* TASK TO COMPLETE *
Please repeat all of the records, keeping every word unchanged.

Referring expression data
• • • •
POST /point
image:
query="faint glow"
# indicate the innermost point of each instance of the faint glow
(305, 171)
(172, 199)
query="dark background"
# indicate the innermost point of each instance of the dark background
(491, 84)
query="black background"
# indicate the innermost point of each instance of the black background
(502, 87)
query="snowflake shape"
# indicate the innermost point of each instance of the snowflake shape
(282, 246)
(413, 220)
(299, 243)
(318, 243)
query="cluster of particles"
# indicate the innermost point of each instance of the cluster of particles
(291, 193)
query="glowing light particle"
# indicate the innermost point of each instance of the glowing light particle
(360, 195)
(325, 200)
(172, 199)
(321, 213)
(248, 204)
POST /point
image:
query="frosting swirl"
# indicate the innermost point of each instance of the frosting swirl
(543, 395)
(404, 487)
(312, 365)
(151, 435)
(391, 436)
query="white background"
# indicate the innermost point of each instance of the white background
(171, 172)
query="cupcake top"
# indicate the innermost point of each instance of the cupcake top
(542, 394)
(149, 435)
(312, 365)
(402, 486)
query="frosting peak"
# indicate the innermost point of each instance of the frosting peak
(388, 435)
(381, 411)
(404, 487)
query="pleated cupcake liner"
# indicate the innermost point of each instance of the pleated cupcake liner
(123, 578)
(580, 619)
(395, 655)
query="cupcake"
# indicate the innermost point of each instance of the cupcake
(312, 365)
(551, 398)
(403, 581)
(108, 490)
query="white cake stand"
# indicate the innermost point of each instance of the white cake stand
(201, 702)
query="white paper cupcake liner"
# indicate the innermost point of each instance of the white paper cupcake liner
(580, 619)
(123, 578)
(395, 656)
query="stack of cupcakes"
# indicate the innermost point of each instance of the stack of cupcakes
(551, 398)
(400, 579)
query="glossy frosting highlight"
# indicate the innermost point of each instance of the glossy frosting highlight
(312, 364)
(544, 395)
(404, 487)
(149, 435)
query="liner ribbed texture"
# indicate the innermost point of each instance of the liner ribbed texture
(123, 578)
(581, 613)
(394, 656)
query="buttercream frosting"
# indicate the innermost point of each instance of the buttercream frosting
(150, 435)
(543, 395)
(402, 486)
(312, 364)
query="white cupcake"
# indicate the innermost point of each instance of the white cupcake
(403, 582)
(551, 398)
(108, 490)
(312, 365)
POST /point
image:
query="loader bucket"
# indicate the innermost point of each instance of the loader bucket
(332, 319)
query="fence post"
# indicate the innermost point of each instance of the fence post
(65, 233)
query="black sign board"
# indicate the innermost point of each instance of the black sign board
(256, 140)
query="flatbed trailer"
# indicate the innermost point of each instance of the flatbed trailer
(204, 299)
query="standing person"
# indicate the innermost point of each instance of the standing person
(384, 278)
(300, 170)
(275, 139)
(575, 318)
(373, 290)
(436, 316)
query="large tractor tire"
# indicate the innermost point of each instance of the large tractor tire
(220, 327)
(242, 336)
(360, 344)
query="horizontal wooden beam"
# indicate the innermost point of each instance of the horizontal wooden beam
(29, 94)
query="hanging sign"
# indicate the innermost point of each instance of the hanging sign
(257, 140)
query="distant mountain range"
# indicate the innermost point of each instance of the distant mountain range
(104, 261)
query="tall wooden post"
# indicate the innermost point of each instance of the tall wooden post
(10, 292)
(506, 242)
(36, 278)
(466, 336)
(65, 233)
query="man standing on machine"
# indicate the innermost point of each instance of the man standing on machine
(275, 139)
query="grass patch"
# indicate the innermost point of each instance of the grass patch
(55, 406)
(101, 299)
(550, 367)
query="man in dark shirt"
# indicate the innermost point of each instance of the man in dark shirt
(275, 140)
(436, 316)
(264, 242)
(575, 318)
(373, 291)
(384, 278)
• • • •
* RESULT OF THIS EXERCISE *
POST /point
image:
query="faint glow"
# indicate the innermost point of each instance of the faint glow
(305, 171)
(172, 199)
query="dark background"
# indicate the innermost point of each instance of the dark background
(491, 84)
query="black background"
# indicate the innermost point of each instance of the black background
(502, 87)
query="snowflake shape"
# indicate the innermost point of each instance of the snowflake shape
(282, 246)
(413, 220)
(299, 243)
(318, 243)
query="cluster of particles"
# indicate the innermost point of each instance of the cluster of particles
(291, 193)
query="glowing light particle"
# indicate the innermost point of each instance of the glowing light particle
(360, 195)
(325, 200)
(172, 199)
(321, 213)
(248, 204)
POST /point
image:
query="frosting swirl"
# indicate the innermost point of each instance of the frosting swirl
(543, 395)
(404, 487)
(312, 365)
(151, 435)
(391, 436)
query="white background"
# indicate the innermost point of each instance of the white background
(171, 172)
query="cupcake top"
# indicate the innermost point of each instance of the cupcake top
(542, 394)
(149, 435)
(312, 365)
(402, 486)
query="frosting peak"
# indicate the innermost point of each instance of the frosting peak
(388, 435)
(381, 411)
(404, 487)
query="pleated cupcake liner"
# indicate the innermost point of each instance of the pleated cupcake liner
(123, 578)
(580, 619)
(395, 655)
query="cupcake"
# indicate the innermost point of each instance of the cupcake
(312, 365)
(551, 398)
(403, 581)
(108, 490)
query="white cake stand"
# indicate the innermost point of each instance of the white cake stand
(201, 702)
query="white paper cupcake liner"
# indicate the innermost point of each instance of the white paper cupcake liner
(580, 619)
(123, 578)
(395, 656)
query="stack of cupcakes"
# indicate the innermost point of each instance of the stack of cupcakes
(551, 398)
(400, 579)
query="glossy frosting highlight"
# indicate the innermost point of each instance of the glossy frosting highlight
(312, 364)
(544, 395)
(404, 487)
(149, 435)
query="liner ribbed texture"
# indicate the innermost point of each instance of the liner ribbed texture
(123, 578)
(581, 613)
(394, 656)
query="buttercream frosting"
# indicate the innermost point of each instance of the buttercream frosting
(150, 435)
(543, 395)
(402, 486)
(312, 364)
query="white cupcake"
# indicate the innermost point of each instance of the white cupcake
(403, 582)
(551, 398)
(108, 490)
(312, 365)
POST /point
image:
query="loader bucket"
# indicate the innermost point of each instance of the loader bucket
(332, 319)
query="fence post"
# indicate the innermost point of each instance of the fence post
(65, 233)
query="black sign board"
# indicate the innermost point of each instance of the black sign board
(256, 140)
query="flatbed trailer"
# indicate the innermost point of each instance of the flatbed trailer
(204, 299)
query="standing person"
# indicate the innermost point of each instance of the standing person
(384, 278)
(300, 170)
(275, 139)
(575, 318)
(373, 290)
(436, 316)
query="large tractor tire"
# indicate the innermost point of each instance of the large tractor tire
(220, 327)
(242, 336)
(360, 344)
query="horizontal wooden beam"
# indicate the innermost point of each instance of the horizontal wooden beam
(29, 94)
query="hanging sign"
# indicate the innermost point of each instance of the hanging sign
(257, 140)
query="distant mountain range"
# indicate the innermost point of each instance of the distant mountain range
(104, 261)
query="tall wooden post"
# indicate the innermost point of each instance of the tall wooden post
(10, 292)
(506, 242)
(36, 278)
(466, 336)
(65, 233)
query="man standing on machine"
# indicate the innermost point of each instance of the man standing on machine
(275, 139)
query="grass patch"
# indicate the innermost point of each instance of the grass patch
(55, 406)
(101, 299)
(550, 367)
query="man in dark shirt"
# indicate the innermost point of each instance of the man in dark shirt
(275, 140)
(436, 316)
(264, 242)
(575, 318)
(373, 291)
(384, 278)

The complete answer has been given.